Reproduce verbatim the portion of the Pyrocystis text below, starting at "This entire cell" and ending at "in a statement.".

### TEXT

__________________________________________________

VIDEO: The Pyrocystis cell cycle. Part 1 shows the Pyrocystis’ life cycle. Part 2 shows the cell wall breaking down. Part 3 shows the cell inflating. Part 4 details the dynamics that occur in the cytoplasm after division. CREDIT: Larson et al./Current Biology

“What we realized is that this is a very clever way to essentially slingshot in the ocean during cell division,” Prakash said. “So, what happens during normal time? You’re making a lot of proteins, you have tons of sunlight, and you make a lot of biomass until you get heavier and you sink. Then, you do cell division in the deeper waters and use inflation to get back to the size of the mother.”

This entire cell cycle takes about seven days and coincides with when the plankton embarks on its upward pursuit of sunlight and nutrients. According to Prakash, this is potentially the first clear evidence that this cell cycle is controlled by an ecological parameter.

“All cells experience a gravitational pull downward, and unless they or subsequent progeny fight back, they will sink forever to the bottom of the ocean in a gravitational trap,” study co-author and Stanford University postdoctoral fellow Rahul Chajwa said in a statement.

__________________________________________________

### RECORDS PROVIDED

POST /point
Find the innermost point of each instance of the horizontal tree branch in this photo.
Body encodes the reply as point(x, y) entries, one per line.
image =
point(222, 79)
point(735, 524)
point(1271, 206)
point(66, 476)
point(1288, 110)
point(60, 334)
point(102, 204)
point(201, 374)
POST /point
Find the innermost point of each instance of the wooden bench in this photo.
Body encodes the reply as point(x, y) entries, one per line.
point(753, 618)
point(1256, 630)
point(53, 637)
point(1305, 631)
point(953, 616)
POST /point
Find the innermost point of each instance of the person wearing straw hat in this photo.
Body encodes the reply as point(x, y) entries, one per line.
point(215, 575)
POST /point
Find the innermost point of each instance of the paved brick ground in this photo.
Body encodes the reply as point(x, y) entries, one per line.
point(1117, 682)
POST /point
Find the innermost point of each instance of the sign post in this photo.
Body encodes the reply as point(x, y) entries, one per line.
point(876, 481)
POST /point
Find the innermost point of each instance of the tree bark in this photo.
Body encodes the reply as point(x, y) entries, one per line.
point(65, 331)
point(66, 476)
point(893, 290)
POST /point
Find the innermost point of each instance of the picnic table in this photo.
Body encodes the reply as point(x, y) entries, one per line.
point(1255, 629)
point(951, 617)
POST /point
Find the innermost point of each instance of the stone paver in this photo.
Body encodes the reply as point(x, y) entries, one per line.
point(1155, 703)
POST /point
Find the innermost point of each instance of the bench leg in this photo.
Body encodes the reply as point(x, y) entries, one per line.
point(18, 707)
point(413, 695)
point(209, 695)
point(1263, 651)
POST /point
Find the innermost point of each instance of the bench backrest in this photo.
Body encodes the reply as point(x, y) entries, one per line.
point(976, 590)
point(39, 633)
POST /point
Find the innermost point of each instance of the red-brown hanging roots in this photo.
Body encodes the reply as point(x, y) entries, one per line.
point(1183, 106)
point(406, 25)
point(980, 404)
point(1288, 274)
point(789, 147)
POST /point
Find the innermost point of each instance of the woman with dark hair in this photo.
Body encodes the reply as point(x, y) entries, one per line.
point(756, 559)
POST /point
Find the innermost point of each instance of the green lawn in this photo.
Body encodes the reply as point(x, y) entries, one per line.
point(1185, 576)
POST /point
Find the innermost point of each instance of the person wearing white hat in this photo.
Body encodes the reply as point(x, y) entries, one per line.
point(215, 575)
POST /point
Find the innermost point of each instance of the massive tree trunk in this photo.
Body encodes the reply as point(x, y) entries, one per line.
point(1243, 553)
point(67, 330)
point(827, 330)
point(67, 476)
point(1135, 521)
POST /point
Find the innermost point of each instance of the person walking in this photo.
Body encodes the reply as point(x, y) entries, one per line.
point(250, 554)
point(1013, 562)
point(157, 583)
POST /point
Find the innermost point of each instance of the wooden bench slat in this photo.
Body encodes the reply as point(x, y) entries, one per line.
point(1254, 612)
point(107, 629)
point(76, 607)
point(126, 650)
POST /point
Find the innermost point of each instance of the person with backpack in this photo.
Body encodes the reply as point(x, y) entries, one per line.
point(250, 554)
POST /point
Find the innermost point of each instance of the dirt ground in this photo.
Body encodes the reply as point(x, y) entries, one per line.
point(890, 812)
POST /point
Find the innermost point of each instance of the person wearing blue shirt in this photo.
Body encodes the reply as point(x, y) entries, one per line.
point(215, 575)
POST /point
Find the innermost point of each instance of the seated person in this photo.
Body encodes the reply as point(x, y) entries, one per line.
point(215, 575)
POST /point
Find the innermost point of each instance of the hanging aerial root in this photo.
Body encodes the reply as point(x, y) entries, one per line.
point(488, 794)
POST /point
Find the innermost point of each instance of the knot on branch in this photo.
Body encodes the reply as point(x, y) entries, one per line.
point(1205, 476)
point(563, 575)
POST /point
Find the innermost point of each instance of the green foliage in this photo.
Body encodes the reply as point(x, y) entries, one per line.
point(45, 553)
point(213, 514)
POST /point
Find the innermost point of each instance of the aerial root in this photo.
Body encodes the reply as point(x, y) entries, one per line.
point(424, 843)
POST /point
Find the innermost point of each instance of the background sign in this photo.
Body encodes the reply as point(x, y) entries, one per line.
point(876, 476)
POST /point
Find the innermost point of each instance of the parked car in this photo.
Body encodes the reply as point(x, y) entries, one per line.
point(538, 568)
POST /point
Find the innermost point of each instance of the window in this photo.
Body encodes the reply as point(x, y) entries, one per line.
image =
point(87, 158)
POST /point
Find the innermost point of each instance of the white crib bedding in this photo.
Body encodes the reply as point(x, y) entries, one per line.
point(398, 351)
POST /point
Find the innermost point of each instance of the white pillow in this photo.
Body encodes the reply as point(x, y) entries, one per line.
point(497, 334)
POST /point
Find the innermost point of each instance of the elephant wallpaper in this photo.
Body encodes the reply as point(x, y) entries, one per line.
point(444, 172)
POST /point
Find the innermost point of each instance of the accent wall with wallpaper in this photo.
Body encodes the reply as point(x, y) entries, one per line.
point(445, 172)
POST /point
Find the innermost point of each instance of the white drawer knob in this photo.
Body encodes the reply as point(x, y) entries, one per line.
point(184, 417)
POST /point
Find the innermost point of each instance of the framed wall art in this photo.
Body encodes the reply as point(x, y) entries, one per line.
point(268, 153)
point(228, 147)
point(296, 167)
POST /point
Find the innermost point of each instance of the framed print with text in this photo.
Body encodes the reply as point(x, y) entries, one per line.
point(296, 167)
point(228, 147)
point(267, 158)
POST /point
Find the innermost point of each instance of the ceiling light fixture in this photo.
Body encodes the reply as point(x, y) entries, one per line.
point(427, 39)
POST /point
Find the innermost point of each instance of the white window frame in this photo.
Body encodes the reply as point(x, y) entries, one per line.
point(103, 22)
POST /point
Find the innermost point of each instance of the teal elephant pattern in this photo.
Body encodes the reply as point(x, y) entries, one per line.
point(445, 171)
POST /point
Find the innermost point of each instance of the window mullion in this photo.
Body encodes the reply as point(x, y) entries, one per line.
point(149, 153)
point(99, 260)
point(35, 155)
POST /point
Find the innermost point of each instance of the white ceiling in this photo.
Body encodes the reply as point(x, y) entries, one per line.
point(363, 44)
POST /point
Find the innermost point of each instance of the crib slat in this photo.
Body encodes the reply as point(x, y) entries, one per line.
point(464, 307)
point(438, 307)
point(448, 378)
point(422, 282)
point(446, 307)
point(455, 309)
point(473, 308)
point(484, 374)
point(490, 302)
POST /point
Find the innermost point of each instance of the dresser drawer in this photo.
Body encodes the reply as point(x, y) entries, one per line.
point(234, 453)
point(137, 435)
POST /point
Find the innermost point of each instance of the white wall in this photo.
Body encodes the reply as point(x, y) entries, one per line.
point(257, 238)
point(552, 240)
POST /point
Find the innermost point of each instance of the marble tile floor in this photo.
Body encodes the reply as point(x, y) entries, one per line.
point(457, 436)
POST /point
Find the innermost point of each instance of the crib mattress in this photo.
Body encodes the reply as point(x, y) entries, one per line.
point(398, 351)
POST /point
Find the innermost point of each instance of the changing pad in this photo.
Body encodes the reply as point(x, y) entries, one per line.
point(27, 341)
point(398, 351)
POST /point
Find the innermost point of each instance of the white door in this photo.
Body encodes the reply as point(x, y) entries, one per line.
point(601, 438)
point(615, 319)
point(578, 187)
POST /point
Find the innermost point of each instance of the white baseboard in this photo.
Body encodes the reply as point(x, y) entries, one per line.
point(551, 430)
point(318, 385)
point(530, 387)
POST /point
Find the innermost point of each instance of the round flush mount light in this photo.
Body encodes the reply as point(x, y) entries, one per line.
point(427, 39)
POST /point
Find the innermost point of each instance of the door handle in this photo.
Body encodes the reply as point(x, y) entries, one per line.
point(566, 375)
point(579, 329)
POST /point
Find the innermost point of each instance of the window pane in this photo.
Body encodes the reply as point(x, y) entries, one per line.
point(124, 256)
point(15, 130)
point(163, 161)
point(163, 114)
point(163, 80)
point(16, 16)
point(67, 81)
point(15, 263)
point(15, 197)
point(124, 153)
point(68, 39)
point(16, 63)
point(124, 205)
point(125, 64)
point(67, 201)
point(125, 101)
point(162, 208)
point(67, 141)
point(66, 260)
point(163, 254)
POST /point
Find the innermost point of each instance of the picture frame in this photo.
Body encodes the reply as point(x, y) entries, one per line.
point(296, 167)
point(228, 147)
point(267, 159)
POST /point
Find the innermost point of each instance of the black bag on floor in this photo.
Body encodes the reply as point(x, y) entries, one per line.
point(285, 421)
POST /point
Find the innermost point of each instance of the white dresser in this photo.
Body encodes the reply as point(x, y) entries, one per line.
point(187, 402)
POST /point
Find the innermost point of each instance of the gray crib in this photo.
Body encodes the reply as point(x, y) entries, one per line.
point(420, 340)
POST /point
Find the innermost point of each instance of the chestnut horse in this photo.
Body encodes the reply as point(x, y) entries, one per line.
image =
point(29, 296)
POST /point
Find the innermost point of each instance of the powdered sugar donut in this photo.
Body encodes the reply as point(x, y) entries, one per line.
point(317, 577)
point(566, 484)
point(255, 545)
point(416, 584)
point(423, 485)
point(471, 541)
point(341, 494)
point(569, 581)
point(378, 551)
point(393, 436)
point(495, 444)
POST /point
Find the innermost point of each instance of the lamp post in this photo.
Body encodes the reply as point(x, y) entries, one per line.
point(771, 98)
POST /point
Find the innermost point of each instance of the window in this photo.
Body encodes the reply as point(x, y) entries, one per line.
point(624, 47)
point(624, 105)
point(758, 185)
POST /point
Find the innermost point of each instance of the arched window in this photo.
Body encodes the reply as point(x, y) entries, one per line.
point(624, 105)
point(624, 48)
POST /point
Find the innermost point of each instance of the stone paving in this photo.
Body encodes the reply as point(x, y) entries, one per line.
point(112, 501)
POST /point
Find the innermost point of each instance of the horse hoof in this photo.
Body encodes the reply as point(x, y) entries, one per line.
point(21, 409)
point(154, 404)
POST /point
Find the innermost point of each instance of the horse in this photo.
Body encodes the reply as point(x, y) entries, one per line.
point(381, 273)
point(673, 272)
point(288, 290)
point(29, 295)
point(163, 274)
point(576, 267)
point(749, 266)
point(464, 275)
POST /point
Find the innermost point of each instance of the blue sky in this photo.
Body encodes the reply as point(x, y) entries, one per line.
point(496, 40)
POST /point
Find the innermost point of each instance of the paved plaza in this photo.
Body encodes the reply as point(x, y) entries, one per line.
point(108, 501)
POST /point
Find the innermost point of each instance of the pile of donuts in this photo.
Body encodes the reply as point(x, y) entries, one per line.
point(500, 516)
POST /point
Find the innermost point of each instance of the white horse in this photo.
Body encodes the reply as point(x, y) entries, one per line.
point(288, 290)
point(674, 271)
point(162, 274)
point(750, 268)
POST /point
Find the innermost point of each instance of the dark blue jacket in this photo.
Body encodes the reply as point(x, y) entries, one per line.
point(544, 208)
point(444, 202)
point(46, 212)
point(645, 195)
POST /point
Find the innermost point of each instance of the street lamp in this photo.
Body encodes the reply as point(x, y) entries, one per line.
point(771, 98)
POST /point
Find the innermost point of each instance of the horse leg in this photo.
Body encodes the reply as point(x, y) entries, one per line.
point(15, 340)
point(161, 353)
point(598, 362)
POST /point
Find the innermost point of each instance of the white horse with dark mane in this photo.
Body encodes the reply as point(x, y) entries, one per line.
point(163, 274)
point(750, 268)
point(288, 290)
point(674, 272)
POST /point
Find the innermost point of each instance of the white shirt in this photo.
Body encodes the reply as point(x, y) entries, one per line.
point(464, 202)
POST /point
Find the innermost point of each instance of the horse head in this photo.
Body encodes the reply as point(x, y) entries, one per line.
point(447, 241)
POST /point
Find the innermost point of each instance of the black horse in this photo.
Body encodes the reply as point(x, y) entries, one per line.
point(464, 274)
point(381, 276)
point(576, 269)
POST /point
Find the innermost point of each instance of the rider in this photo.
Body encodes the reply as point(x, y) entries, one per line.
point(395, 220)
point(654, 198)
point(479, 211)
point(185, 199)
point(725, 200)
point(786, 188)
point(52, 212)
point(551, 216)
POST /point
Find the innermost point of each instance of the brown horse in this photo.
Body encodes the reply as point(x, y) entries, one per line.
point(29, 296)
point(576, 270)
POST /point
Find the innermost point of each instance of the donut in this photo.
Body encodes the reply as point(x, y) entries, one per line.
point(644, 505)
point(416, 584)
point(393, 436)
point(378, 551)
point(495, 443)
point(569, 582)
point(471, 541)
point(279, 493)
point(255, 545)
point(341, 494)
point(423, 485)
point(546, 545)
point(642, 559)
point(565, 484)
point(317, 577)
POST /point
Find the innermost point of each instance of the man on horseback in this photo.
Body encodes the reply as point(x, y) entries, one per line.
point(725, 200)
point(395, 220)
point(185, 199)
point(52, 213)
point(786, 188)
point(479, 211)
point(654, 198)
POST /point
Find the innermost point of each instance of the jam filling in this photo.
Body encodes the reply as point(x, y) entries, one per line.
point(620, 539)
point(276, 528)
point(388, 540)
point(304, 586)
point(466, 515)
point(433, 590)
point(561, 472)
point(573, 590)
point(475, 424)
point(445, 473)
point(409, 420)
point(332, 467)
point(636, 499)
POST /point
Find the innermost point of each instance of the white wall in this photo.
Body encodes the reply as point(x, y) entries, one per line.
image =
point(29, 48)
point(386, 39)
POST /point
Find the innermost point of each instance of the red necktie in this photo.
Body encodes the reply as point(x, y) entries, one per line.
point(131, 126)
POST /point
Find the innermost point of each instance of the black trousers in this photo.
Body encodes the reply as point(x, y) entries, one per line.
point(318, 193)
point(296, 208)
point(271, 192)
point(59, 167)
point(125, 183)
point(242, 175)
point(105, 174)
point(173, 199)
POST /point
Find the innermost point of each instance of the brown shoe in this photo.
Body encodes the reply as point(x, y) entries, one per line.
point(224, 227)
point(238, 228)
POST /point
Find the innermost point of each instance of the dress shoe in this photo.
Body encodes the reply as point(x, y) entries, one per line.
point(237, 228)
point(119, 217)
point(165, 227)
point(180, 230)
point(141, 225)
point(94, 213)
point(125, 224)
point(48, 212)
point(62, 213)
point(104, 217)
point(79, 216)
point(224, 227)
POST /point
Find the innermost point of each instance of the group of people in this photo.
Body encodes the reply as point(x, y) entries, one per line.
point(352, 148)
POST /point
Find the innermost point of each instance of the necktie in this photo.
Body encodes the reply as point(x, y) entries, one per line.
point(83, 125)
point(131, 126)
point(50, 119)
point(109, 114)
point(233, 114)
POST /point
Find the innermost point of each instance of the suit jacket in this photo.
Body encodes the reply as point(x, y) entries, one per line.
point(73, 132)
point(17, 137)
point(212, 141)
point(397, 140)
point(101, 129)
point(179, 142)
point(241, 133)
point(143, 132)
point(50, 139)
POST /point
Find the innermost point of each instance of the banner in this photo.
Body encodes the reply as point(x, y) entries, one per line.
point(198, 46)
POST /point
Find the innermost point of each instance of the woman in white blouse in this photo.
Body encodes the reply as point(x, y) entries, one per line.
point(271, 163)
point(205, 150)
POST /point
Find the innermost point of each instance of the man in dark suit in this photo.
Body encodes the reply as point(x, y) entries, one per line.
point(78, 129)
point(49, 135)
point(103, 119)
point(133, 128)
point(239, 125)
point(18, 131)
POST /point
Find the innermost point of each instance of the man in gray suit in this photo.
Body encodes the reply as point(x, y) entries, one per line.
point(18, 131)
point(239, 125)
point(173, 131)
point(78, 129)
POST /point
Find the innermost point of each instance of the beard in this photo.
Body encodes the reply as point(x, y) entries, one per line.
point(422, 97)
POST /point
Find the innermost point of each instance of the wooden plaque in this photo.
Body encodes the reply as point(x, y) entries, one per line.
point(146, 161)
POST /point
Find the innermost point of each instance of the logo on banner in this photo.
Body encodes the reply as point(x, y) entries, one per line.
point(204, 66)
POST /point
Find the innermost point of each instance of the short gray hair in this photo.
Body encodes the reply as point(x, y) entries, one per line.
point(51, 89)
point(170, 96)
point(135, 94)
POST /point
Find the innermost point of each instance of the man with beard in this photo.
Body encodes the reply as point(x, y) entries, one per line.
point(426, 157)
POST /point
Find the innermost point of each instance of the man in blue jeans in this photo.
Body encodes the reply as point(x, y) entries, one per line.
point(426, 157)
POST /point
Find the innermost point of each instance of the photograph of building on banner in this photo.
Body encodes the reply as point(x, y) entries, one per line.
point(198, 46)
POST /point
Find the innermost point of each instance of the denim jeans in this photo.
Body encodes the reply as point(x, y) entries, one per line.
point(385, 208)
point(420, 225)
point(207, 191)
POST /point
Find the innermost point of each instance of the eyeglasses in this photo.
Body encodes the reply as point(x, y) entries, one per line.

__________________________________________________

### ANSWER TO THIS TASK
This entire cell cycle takes about seven days and coincides with when the plankton embarks on its upward pursuit of sunlight and nutrients. According to Prakash, this is potentially the first clear evidence that this cell cycle is controlled by an ecological parameter.

“All cells experience a gravitational pull downward, and unless they or subsequent progeny fight back, they will sink forever to the bottom of the ocean in a gravitational trap,” study co-author and Stanford University postdoctoral fellow Rahul Chajwa said in a statement.